**RECORDS SHOWN**
____________________
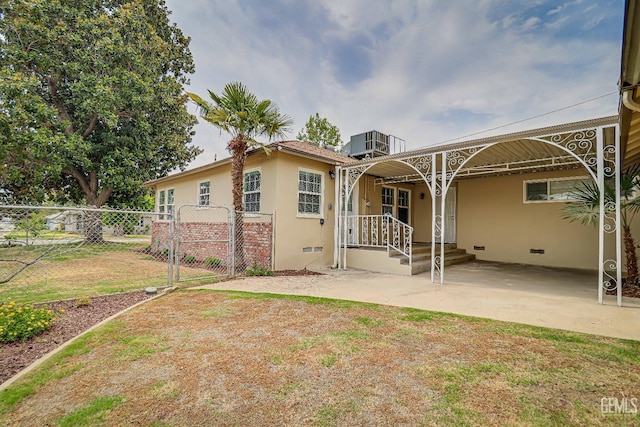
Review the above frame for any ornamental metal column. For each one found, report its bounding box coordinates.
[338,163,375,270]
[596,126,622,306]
____________________
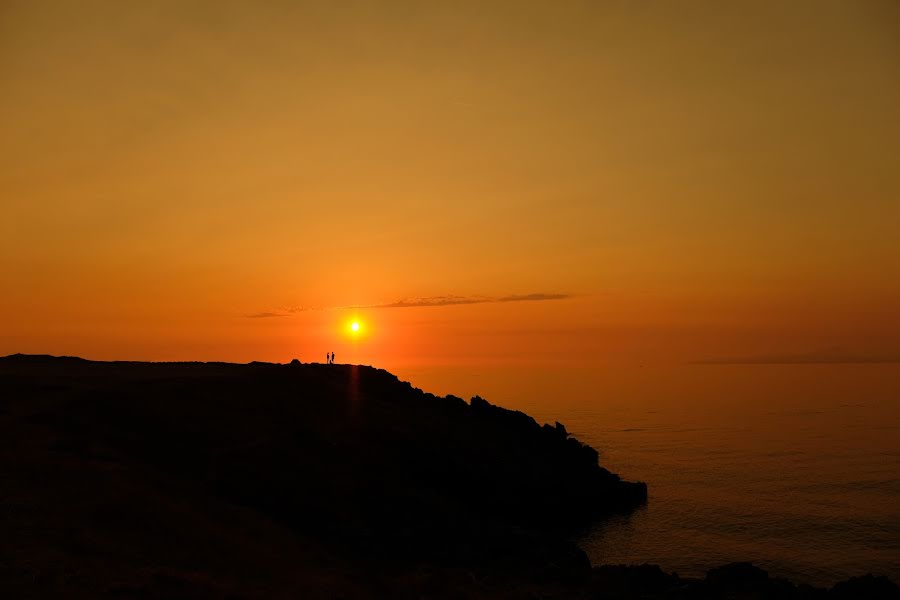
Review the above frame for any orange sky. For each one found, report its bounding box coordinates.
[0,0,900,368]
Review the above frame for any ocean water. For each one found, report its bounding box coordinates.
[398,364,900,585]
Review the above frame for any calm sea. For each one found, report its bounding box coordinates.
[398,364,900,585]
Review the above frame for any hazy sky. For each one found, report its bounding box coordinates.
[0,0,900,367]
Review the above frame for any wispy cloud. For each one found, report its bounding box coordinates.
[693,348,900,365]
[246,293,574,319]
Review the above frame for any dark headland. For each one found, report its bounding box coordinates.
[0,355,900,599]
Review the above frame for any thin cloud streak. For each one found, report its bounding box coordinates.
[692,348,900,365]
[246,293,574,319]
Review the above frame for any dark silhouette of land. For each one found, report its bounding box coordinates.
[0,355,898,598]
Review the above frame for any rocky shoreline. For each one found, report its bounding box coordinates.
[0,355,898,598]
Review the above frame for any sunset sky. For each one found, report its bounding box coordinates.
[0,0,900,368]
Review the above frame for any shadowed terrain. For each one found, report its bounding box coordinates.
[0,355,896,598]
____________________
**THE EXERCISE**
Take the lines from the line containing "Review the above frame for any rocky" through the line containing "[0,355,896,598]", both included, and write them as a JSON list of strings with one string per line and blank lines left out.

**ANSWER BELOW**
[
  "Review the above frame for any rocky shoreline. For each one found, report its bounding box coordinates.",
  "[0,355,898,598]",
  "Review the above frame for any sunset sky. For each one found, report its bounding box coordinates.",
  "[0,0,900,368]",
  "Review the above frame for any shadowed terrain. For each one found, report its bounding box coordinates.",
  "[0,355,896,598]"
]